++++ Records supplied ++++

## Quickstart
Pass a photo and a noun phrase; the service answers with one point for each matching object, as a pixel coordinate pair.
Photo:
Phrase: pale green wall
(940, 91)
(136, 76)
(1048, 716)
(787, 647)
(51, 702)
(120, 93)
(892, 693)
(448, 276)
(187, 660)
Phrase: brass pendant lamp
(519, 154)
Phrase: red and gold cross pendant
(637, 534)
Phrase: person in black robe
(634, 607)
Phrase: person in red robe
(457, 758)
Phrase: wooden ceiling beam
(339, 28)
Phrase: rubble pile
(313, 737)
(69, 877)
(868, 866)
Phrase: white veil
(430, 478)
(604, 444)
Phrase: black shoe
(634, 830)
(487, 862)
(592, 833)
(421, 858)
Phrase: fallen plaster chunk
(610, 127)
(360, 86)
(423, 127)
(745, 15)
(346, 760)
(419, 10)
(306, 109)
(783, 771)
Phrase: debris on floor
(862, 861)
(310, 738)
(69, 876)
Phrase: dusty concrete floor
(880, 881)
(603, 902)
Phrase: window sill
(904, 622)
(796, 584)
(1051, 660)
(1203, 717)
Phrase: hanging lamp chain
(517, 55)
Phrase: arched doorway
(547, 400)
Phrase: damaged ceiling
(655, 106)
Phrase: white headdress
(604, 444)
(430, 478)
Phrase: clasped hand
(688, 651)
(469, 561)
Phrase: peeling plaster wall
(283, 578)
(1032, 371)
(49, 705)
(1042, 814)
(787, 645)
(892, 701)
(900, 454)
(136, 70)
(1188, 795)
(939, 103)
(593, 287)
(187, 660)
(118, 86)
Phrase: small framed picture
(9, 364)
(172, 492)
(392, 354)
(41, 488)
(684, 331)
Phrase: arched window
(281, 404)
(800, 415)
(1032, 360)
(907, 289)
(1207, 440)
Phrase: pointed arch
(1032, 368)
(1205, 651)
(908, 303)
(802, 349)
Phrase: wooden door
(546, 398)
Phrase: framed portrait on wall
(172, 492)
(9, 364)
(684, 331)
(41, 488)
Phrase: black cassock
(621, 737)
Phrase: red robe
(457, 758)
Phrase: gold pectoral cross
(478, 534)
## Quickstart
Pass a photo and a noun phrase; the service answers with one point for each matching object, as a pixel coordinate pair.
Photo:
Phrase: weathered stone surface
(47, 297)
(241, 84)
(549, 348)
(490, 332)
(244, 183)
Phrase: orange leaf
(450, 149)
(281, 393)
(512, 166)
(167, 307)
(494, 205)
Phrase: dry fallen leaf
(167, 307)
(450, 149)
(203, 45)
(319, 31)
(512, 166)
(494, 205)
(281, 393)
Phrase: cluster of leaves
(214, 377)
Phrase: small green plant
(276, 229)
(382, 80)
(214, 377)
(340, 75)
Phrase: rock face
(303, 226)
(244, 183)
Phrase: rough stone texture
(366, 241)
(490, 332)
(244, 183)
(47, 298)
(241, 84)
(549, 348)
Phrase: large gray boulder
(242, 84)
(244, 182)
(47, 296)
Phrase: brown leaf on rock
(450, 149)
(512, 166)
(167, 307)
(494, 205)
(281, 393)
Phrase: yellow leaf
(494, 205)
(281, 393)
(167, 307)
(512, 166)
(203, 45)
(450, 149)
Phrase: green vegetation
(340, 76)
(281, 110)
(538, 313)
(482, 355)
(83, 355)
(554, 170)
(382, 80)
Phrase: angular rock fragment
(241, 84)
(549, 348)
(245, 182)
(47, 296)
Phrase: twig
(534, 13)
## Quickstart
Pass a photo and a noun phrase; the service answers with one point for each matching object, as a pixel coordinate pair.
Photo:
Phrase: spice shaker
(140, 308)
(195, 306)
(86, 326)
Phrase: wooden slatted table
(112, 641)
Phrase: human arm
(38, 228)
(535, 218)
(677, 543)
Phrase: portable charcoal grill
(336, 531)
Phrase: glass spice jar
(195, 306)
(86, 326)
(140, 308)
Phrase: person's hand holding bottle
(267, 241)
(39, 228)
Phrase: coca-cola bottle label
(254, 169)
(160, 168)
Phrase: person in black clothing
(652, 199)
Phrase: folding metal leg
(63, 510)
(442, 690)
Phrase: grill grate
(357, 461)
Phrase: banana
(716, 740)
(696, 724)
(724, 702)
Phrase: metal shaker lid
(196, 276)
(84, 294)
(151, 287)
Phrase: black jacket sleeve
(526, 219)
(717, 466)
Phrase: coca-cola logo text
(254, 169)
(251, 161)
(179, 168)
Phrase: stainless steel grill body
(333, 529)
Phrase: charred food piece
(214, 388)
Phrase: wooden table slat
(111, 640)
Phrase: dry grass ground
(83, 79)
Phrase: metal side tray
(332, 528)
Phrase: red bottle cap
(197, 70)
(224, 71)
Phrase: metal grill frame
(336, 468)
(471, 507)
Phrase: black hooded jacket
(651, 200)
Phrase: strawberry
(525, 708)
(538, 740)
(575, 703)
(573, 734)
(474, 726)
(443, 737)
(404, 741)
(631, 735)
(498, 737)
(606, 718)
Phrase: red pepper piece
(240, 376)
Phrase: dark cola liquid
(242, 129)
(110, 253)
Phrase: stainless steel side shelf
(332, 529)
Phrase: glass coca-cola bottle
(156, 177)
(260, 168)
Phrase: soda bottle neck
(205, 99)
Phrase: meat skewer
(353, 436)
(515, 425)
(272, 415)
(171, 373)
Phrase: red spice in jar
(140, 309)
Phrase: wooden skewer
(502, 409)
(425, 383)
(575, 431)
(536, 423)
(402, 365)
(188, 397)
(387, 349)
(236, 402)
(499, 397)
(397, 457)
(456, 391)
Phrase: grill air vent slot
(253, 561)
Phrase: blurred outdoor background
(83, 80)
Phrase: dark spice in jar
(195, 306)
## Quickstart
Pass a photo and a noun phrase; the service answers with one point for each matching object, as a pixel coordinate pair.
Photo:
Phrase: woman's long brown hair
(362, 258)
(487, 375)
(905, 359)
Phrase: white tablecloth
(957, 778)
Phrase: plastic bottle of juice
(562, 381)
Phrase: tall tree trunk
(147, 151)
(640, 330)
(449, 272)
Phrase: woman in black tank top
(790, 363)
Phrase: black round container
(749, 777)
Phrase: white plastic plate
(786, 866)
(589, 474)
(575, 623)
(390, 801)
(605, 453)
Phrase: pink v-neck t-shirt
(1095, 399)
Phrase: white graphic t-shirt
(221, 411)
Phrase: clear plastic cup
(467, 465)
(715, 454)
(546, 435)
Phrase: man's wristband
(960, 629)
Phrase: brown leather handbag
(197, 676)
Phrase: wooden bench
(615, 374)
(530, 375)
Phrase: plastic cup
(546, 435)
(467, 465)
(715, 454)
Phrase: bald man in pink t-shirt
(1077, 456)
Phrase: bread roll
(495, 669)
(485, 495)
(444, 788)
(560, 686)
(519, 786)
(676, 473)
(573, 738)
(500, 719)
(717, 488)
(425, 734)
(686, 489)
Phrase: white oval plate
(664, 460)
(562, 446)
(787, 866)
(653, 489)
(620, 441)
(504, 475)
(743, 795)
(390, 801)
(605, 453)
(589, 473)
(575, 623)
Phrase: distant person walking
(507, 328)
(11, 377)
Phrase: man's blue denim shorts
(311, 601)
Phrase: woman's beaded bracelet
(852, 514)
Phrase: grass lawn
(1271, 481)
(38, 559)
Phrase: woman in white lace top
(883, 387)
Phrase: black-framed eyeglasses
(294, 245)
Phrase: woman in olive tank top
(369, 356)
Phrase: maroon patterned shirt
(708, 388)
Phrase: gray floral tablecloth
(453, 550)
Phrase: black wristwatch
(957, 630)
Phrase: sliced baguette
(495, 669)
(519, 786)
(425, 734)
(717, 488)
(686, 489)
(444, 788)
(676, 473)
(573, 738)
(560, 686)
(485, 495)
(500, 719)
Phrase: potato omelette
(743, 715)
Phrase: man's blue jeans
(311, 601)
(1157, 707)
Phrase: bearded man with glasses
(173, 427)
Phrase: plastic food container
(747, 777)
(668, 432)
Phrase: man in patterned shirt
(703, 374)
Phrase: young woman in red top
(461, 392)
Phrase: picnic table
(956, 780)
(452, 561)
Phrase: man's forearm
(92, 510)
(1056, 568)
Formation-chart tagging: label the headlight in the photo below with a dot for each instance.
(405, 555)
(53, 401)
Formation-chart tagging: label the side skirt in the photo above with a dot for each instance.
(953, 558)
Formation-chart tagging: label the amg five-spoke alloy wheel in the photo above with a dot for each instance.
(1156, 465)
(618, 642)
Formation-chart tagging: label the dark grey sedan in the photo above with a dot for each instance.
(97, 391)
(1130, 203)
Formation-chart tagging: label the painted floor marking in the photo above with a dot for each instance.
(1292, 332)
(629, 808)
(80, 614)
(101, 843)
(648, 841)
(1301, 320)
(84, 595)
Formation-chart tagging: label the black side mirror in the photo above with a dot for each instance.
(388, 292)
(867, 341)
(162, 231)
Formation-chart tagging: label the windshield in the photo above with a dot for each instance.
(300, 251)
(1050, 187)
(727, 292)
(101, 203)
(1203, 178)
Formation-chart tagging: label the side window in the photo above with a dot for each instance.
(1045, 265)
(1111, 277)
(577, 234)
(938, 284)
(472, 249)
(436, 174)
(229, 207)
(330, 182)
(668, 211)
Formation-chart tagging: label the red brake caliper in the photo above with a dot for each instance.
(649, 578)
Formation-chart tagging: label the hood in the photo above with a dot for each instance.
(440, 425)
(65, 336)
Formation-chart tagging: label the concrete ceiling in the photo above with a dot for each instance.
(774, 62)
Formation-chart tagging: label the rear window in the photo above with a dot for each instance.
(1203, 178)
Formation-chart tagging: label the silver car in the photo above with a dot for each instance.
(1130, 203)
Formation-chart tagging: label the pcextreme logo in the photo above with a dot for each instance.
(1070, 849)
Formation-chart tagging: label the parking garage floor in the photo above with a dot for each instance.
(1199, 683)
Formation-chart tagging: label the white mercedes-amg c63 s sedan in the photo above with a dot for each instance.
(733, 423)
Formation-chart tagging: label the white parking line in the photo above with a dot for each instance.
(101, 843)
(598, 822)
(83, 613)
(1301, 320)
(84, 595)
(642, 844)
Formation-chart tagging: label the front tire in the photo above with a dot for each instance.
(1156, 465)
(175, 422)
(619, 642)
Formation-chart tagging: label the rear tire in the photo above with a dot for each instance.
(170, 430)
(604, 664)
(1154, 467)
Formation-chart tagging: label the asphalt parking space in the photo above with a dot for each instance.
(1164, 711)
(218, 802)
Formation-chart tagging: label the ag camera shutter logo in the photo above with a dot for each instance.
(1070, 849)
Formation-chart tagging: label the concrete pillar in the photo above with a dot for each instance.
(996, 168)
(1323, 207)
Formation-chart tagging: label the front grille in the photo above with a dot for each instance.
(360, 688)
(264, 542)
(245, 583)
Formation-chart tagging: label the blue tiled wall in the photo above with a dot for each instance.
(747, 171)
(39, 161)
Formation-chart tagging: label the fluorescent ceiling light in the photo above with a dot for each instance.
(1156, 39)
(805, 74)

++++

**Short exercise:** Begin with the line that contains "Formation-chart tagging: label the rear window" and set down each line exactly until the records above end, including the final line.

**Answer to this exercise:**
Formation-chart tagging: label the rear window in the photo above with a dot for each instance.
(1203, 178)
Formation-chart tagging: label the silver car in the photo above with a dot for each instance.
(1130, 203)
Formation-chart tagging: label the pcextreme logo in the photo above with a dot for each instance.
(1070, 849)
Formation-chart tagging: label the parking garage floor in the photo above with a dot for each instance.
(1199, 683)
Formation-chart tagging: label the white mercedes-amg c63 s sedan in the photo above with a dot for each instance.
(733, 423)
Formation-chart tagging: label the white parking line in the photo above with a dot for each instance.
(101, 843)
(598, 822)
(83, 613)
(1301, 320)
(84, 595)
(642, 844)
Formation-chart tagging: label the front tire in the photo above with a dot for each instance.
(1156, 465)
(175, 422)
(619, 642)
Formation-chart tagging: label the rear tire in the photo above with a dot for each instance.
(170, 430)
(604, 664)
(1154, 467)
Formation-chart tagging: label the asphalt parking space in the photo above with a dot for each instance.
(1164, 711)
(218, 802)
Formation-chart tagging: label the ag camera shutter logo in the photo above with a dot for each instance.
(1070, 849)
Formation-chart tagging: label the concrete pillar in the photo above with a dot for each instance.
(996, 168)
(1323, 207)
Formation-chart tagging: label the front grille in the photo above with a dot for each instance.
(360, 688)
(264, 542)
(245, 583)
Formation-chart tagging: label the blue tiled wall in the photo above with a dot for each instance.
(747, 171)
(39, 161)
Formation-chart tagging: label the fluorescent ceiling light in the photo above with a dot for each instance.
(1156, 39)
(805, 74)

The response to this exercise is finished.